### TASKS TO PERFORM
A) Answer these questions from the Carvin LB20 reviews, labeling each answer to match:
(i) What price did Scott pay for his LB20?
(ii) For how long has Scott played his bass hard, according to his reliability section?
(iii) What is the fingerboard on John's LB20 made of?
B) Reproduce the part of the Carvin LB20 reviews from "Reliability/Durability" up to and including "like $200 more nowadays.".

### SELECTED TEXT
Product: Carvin LB20 Price Paid: USD 579
Submitted 02/24/2008
at 12:21pm
by Scott
Features
:9
My LB20 is probably 2000 or 2001. Real plain, black with chrome knobs. Neck through construction. Made in ole USA of course. Seriously, the neck through construction rules. Everyone who has ever picked it up and messed around raved about the lightness and balance.
Sound
:9
I've used the bass for years in live and recording sessions. Mainly alt-rock. Most recently, our 2-time Grammy winning producer said it had great tone and fantastic warmth.
Action, Fit, & Finish
:10
The bass did come with something wired backwards so I was getting a lot of feedback. One quick $10 visit to the local music store fixed the problem. I really don't adjust it very often. No need.
Reliability/Durability
:10
I have rocked the snot out of this thing for over 5 years. Everything is still solid! I've never brought a backup.
Customer Support
:8
I've heard bad things about Carvin support, but never experienced it. Personally, it I had a minor prob, I take it to the local store and they hook me up.
Overall Rating
:9
I would ONLY buy another Carvin. Fantastic feel...light, balanced. I could see getting a guitar with active electronics just to mess around with. The Fenders and Ibanez are like picking up water-soaked logs after playing this. And the price is great. At least it was. I bought it for $579 years ago, and i think they want like $200 more nowadays.
Product: Carvin LB20 Price Paid: US $660
Submitted 04/12/2004
at 04:48pm
by John
Features
:10
I own an October '00 Carvin LB20. 24 frets, neck-thru construction, 2 passive single coil Jazz-style pickups, 2 vol, 1 tone; adjustable bridge, sealed tuners. It is gloss finished natural mahogany with matching headstock and chrome trim. The neck is a two-piece laminate and the body adds two more to the width. It's a 34" scale double cutaway solid body with an ebony fingerboard. I bought the molded plastic hardshell case with it. Like all Carvins (other than the Cobalt acoustics) it was made in San Diego CA. I'm rating it a 10 because it has all the features I have ever used on a bass.

### MATERIAL
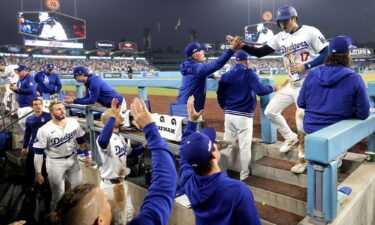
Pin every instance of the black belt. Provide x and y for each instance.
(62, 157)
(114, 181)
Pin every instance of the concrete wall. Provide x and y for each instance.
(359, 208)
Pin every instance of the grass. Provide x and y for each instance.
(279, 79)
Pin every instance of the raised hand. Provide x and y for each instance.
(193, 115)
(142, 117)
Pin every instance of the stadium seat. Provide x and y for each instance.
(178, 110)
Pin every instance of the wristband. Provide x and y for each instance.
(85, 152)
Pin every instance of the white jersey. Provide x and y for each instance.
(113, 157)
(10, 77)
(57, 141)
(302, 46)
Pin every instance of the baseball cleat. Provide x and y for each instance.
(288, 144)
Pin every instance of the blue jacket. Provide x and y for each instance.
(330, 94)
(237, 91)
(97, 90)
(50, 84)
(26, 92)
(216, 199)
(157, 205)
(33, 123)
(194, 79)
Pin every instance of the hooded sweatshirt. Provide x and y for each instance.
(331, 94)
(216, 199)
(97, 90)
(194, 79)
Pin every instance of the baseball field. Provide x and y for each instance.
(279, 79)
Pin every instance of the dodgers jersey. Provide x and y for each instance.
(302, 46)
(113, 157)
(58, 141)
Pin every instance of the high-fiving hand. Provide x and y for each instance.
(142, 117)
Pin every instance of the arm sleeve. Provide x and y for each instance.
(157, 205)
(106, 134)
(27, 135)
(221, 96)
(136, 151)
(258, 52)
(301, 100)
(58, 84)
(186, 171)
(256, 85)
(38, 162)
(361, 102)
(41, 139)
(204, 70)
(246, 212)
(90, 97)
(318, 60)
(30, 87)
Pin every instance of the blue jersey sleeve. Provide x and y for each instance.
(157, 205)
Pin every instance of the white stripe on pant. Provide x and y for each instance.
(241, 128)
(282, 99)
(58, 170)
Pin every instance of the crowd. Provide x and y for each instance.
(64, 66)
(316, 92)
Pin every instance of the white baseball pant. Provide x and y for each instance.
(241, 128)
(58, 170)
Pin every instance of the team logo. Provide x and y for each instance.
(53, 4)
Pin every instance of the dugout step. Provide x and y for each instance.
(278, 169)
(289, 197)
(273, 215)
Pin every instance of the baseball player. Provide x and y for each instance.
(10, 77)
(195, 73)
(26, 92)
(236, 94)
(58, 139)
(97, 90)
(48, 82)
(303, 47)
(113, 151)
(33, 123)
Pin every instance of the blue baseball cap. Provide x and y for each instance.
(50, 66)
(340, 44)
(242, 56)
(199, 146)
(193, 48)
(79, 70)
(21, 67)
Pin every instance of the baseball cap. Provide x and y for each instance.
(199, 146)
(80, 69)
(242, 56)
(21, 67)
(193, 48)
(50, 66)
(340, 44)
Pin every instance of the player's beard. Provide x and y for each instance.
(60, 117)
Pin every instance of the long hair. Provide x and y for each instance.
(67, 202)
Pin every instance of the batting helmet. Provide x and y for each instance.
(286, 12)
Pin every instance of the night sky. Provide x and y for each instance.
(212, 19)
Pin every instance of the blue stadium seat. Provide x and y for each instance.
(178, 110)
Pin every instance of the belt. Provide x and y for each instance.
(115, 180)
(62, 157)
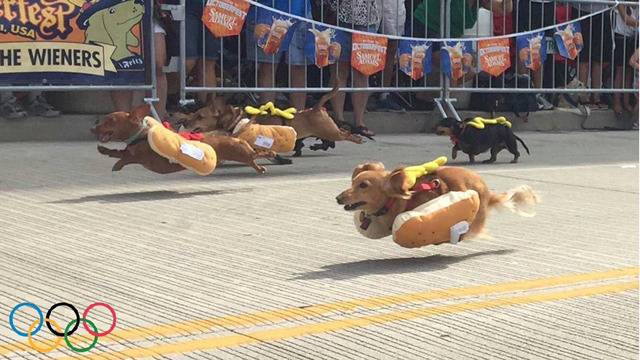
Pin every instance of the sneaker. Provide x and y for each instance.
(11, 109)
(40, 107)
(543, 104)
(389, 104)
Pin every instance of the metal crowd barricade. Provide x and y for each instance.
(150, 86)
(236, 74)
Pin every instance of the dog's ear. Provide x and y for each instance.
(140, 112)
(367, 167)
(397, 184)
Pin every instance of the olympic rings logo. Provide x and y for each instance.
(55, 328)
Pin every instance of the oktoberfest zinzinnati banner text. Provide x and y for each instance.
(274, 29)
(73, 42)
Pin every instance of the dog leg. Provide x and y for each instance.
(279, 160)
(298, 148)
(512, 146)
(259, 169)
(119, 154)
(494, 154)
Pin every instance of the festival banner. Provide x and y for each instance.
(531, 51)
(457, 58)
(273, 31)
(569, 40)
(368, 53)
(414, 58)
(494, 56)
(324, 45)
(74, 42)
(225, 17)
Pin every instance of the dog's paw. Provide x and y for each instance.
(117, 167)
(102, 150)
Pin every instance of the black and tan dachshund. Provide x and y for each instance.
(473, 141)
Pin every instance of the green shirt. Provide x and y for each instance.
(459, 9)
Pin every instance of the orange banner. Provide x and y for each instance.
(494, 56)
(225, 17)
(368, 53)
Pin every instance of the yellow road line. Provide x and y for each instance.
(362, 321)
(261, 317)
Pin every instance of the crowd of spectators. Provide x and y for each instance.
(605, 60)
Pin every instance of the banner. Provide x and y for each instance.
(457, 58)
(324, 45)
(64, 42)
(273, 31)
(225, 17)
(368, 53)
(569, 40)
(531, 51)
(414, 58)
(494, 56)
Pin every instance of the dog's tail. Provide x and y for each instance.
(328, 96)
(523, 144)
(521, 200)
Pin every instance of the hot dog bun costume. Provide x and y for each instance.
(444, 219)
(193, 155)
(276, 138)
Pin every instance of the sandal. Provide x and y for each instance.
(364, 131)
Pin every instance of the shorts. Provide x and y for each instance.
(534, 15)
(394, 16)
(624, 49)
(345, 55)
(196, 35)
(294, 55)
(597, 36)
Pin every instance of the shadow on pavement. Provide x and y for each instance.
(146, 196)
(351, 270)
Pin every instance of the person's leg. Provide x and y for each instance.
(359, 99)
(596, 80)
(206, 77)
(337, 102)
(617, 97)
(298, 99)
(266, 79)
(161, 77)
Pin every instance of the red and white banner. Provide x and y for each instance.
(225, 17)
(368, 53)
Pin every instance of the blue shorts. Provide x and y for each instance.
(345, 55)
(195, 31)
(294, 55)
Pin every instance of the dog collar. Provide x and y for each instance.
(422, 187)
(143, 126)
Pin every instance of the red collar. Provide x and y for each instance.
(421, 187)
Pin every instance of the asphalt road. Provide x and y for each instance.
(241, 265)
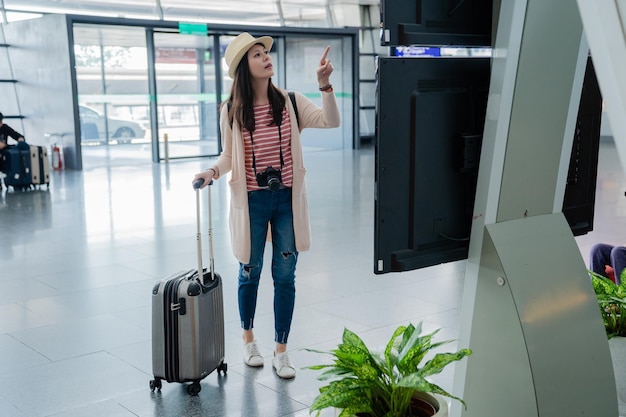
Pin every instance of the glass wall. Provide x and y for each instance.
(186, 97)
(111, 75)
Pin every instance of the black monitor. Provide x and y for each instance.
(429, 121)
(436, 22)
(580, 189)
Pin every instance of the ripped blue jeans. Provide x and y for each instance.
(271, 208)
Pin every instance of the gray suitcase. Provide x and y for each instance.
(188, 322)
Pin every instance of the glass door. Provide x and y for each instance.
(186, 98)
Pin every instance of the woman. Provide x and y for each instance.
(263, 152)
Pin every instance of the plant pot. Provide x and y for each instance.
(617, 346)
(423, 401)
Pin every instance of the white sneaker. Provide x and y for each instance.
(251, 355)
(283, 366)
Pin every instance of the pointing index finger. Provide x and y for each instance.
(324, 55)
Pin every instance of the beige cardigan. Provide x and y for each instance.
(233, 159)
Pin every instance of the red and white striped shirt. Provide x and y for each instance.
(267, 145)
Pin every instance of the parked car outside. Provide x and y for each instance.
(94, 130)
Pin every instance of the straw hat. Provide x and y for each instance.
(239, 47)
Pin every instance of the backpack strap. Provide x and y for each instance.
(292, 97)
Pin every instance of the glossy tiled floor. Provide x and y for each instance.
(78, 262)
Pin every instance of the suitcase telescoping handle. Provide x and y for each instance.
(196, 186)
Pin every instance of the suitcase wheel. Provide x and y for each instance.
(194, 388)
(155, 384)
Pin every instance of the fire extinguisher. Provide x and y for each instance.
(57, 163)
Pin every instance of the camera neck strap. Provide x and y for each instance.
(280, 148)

### PER-TASK ANSWERS
A)
(i) USD 579
(ii) Over 5 years
(iii) Ebony

B)
Reliability/Durability
:10
I have rocked the snot out of this thing for over 5 years. Everything is still solid! I've never brought a backup.
Customer Support
:8
I've heard bad things about Carvin support, but never experienced it. Personally, it I had a minor prob, I take it to the local store and they hook me up.
Overall Rating
:9
I would ONLY buy another Carvin. Fantastic feel...light, balanced. I could see getting a guitar with active electronics just to mess around with. The Fenders and Ibanez are like picking up water-soaked logs after playing this. And the price is great. At least it was. I bought it for $579 years ago, and i think they want like $200 more nowadays.